• Exercise description: Name each person who posts in the forum thread on Chapman acceptances, listing every name once.

# Chapman Acceptances



## AshleyM (Mar 8, 2009)

Has anyone been accepted into Chapman (grad school) for any of the specialization areas?  Particularly, I'm interested in hearing about Cinematography acceptances, but would also like to hear about others' successes.  Also, has anyone been notified of a fellowship yet?


----------



## solojones (Mar 8, 2009)

One person at Chapman told me I would hear back the middle of March, another the beginning of April. So I don't think notifications will have gone out yet... but should in the next couple weeks sometime. 

My brother's a grad cine at Chapman and he didn't get his notification until mid-April, I believe. But some may have earlier.


----------



## MikeSter4 (Mar 11, 2009)

Had an interview today for the producing program and Alex said they will send everything out at the same time - between end of March and beginning of April.


----------



## cabezon (Mar 12, 2009)

Best of luck MikeSter. If you don't mind sharing, what topics did you cover at the interview? what did you think of the tour?


----------



## MikeSter4 (Mar 12, 2009)

No problem.  The interview was really like everyone says a conversation.  Tell me a little about yourself - why you would be a good fit for the program and so on.  I interviewed with someone that hadn't looked at any of my application material.

The facilities were amazing none-the-less. 

I'm the type to think if it happens it happens if not then so be it.  I'm still coming out here Fall 09 regardless.  Had a meeting/lunch with some friends at Fox Studios.  Really guys its all about who you know - if film school doesn't work get out there and do an internship or job shadow someone.  There's nothing like real experience, however it seems as if Chapman provides that.


----------



## Hong (Mar 18, 2009)

Hi,
Can anyone tell me how many graduate cinematography students does Chapman accept every year?


----------



## solojones (Mar 19, 2009)

• Raw data:
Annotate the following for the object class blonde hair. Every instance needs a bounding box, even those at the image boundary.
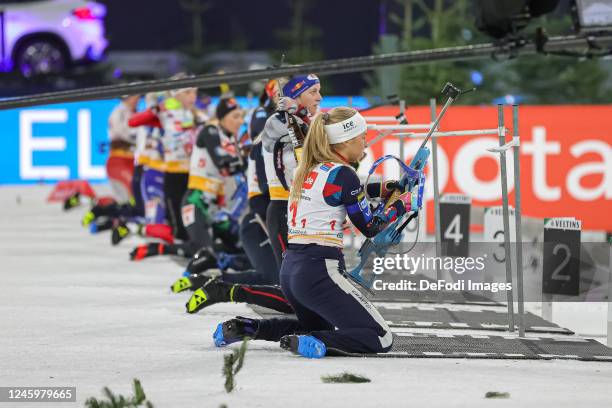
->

• Written answer: AshleyM, solojones, MikeSter4, cabezon, Hong